What the task requires ▸ Please transcribe exactly the lines from the one containing "Note: point at the dense" through the end of the records below, both included, and nothing else.

########

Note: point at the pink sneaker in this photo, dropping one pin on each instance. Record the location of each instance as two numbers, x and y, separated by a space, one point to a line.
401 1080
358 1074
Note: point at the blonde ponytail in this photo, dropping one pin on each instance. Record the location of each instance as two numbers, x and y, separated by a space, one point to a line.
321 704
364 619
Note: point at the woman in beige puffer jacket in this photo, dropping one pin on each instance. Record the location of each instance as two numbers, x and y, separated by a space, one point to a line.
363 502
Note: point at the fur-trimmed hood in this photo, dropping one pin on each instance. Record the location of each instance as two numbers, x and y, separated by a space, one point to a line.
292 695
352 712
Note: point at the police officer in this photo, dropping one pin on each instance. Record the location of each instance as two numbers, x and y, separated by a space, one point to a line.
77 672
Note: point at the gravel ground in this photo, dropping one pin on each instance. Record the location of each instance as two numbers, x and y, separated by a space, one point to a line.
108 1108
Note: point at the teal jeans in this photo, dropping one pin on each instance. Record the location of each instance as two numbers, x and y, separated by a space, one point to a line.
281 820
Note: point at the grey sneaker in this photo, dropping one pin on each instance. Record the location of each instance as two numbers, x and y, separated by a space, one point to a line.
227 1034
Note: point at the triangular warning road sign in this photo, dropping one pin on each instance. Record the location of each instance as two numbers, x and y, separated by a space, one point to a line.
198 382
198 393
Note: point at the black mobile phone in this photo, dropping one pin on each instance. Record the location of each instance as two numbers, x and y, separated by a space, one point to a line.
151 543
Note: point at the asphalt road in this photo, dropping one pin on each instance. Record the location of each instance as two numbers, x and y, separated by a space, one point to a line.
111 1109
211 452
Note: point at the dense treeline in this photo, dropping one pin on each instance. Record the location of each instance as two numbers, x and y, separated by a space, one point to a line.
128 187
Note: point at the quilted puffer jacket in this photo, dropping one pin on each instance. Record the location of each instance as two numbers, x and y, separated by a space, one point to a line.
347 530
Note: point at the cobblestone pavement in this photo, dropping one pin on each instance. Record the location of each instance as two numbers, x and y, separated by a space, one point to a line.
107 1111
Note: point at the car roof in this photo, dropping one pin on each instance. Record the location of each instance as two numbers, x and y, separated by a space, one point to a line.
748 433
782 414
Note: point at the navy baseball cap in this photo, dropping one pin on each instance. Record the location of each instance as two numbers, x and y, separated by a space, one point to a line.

########

Task response ▸
Note: point at the dense treeline in this photo, dropping one pin on each instance. Record the location of each instance as two numbers, x and y, separated by a space, one point to a line.
128 187
Note: point at the quilted puffer jacket in this photo, dropping one pin on each instance. Record the location of each instance as two numbers, x and y, separated by a space, one point to a line.
347 530
Note: point at the cobblestone pavement in this photo, dropping one pin on each instance. Record the location of each instance as two numbers, x and y, separated by a space, one point to a line.
107 1111
Note: point at the car roof in this photo, dropping one pin on each instance. Record the location of each instance as two numbers, x and y, separated by a space, one point to a line.
748 433
782 414
Note: point at the navy baseball cap in this photo, dropping one pin on each instance. Record the location of each instance as two numbers, x and y, separated by a space, one point to a line.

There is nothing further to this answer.